Aim of the task:
Only one stretch of the records below should be repeated. It starts with the line containing "Target: red freight wagon" and goes on through the line containing "Target: light pole", exactly as written.

Data for this exercise:
------
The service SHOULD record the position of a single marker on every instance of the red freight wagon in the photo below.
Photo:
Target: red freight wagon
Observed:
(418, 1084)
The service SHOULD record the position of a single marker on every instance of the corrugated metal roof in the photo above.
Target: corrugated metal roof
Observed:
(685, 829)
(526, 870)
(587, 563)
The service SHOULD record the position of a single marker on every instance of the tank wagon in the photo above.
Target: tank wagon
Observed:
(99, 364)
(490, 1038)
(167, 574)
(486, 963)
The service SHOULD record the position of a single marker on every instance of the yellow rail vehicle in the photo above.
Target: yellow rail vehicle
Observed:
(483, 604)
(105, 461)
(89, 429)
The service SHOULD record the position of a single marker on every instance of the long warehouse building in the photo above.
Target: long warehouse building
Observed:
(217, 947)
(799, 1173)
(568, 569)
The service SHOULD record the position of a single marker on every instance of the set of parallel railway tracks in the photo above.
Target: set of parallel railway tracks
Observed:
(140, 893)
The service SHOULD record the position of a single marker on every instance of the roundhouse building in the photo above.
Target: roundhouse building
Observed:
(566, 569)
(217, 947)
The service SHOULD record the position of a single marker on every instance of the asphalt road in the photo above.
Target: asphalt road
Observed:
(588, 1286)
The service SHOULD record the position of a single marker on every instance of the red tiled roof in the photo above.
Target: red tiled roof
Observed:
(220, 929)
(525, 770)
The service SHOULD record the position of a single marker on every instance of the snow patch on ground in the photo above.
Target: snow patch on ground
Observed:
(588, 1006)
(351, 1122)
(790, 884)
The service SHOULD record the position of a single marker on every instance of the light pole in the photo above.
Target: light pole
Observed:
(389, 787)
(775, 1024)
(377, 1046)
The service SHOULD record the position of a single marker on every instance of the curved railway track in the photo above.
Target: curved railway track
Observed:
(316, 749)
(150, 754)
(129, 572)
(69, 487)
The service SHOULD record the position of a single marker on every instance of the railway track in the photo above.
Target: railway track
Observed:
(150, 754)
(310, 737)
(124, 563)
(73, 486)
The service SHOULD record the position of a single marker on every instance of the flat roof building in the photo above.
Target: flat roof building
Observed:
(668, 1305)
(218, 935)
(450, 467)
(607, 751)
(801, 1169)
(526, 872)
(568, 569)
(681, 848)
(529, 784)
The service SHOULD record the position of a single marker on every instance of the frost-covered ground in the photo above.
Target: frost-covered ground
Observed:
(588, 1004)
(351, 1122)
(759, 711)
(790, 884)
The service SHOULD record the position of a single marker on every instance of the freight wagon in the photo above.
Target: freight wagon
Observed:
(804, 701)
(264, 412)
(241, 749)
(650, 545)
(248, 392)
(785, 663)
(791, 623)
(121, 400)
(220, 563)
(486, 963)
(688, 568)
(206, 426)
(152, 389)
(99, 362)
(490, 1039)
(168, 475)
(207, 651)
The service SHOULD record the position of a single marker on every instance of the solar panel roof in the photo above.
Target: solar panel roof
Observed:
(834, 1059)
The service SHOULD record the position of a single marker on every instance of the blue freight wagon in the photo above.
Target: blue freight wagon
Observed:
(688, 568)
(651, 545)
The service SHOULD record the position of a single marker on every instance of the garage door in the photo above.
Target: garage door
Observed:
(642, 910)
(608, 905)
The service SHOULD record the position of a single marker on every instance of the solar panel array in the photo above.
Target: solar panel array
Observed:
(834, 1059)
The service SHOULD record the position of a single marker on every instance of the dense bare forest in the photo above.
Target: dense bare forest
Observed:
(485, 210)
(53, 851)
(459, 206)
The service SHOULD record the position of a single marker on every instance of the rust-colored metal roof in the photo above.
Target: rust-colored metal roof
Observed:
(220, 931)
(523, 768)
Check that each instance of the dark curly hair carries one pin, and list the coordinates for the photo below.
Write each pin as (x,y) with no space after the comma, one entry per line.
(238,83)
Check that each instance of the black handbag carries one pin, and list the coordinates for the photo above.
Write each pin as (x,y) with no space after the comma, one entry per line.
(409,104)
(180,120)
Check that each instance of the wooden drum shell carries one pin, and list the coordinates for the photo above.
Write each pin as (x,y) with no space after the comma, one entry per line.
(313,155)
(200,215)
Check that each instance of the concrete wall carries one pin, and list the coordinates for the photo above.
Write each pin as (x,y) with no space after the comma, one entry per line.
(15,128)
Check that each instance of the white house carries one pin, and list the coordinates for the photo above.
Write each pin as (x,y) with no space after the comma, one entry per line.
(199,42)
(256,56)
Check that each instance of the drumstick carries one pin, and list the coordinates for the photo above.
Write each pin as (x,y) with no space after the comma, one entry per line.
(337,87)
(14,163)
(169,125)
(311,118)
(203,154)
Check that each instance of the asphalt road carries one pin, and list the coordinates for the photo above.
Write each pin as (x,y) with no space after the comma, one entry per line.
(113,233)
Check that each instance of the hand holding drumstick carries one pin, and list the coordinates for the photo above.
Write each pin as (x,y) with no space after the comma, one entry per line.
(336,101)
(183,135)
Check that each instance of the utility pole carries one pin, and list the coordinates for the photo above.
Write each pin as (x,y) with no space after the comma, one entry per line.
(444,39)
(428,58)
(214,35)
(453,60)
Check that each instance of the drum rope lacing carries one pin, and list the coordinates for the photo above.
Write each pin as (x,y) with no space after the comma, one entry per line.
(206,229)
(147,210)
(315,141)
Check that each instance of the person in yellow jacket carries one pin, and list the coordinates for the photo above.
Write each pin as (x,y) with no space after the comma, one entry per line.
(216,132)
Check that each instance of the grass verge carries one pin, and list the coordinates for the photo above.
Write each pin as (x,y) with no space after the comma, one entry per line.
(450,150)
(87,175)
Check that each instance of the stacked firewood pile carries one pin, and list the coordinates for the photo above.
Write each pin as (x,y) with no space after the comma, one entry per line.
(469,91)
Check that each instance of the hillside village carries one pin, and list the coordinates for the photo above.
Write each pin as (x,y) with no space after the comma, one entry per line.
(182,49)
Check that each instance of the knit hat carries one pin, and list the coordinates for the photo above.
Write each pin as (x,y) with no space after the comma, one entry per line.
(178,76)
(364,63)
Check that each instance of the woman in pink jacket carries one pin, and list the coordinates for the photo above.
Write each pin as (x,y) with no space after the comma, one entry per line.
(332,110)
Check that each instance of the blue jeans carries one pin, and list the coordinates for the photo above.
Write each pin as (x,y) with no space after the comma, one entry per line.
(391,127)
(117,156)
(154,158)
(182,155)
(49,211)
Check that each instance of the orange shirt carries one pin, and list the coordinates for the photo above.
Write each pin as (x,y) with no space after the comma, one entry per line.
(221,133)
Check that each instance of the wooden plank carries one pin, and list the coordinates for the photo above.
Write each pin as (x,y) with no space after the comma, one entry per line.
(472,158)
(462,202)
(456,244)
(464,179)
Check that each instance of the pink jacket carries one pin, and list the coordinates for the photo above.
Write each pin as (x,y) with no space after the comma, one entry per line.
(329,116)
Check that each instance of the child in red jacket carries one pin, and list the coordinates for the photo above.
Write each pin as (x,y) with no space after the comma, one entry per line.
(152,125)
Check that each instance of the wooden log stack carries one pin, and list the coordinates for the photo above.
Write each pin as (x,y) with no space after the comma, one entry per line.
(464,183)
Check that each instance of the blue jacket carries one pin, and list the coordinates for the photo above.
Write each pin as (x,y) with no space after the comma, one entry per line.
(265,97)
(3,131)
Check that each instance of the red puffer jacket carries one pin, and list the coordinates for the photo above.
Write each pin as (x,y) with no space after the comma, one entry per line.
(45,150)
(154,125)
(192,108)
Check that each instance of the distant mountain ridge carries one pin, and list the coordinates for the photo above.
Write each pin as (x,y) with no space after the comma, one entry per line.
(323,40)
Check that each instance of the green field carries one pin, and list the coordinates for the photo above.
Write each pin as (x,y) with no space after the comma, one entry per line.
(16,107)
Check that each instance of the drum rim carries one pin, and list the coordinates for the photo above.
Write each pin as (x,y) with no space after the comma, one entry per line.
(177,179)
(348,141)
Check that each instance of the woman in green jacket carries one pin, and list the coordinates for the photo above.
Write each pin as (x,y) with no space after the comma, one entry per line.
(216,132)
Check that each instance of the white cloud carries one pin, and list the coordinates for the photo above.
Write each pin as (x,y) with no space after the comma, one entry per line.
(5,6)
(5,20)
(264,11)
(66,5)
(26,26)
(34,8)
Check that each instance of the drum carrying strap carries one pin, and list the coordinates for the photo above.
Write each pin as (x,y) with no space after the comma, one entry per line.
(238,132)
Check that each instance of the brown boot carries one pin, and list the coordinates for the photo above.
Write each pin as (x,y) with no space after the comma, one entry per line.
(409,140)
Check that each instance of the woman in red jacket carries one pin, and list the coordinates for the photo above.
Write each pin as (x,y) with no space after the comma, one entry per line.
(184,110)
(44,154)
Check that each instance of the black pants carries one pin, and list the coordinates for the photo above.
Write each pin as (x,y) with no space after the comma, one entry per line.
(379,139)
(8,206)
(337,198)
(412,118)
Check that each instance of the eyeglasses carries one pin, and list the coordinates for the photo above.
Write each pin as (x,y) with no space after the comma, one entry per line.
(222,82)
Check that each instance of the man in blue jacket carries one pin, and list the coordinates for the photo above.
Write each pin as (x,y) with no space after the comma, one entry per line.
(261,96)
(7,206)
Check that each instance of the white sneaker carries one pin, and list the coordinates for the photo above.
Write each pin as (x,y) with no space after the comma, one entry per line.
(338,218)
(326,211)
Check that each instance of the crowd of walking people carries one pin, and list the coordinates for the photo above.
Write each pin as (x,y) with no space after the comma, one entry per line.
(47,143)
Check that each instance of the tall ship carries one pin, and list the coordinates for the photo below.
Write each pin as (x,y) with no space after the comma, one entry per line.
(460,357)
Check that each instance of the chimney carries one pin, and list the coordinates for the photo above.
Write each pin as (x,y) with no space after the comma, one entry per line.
------
Exercise result:
Target: red freight wagon
Observed:
(418, 1084)
The service SHOULD record the position of a single marker on every instance of the corrugated metal roof in the photo above.
Target: corrugated metal roof
Observed:
(685, 829)
(526, 870)
(587, 563)
The service SHOULD record the position of a single marker on every instance of the tank wagon in the photo above.
Target: tank wagon
Observed:
(99, 364)
(490, 1038)
(167, 574)
(486, 963)
The service SHOULD record the position of a single marker on every instance of the yellow rail vehicle in the photo above.
Target: yellow rail vehicle
Observed:
(483, 604)
(105, 461)
(89, 429)
The service SHOULD record the position of a single marker on every instance of the long warehouse building in the photo above.
Target: long warehouse building
Observed:
(217, 947)
(799, 1173)
(568, 569)
The service SHOULD record the position of a single marker on every instance of the set of parallel railway tracks in the photo above.
Target: set of parallel railway tracks
Observed:
(140, 893)
The service SHOULD record the position of a single marker on every instance of the roundhouse building in the photo above.
Target: roundhouse building
Observed:
(566, 569)
(217, 947)
The service SHOULD record the position of a single marker on every instance of the asphalt road in the photo above.
Target: asphalt road
Observed:
(588, 1286)
The service SHOULD record the position of a single marker on every instance of the red tiled roof in the photo above.
Target: red tiled roof
Observed:
(220, 929)
(525, 770)
The service SHOULD record the position of a single marker on every instance of the snow patch on ground in the photo above.
Target: snow patch on ground
Observed:
(588, 1006)
(351, 1122)
(790, 884)
The service SHOULD record the position of a single marker on every instance of the light pole in the photo above.
Target: light pole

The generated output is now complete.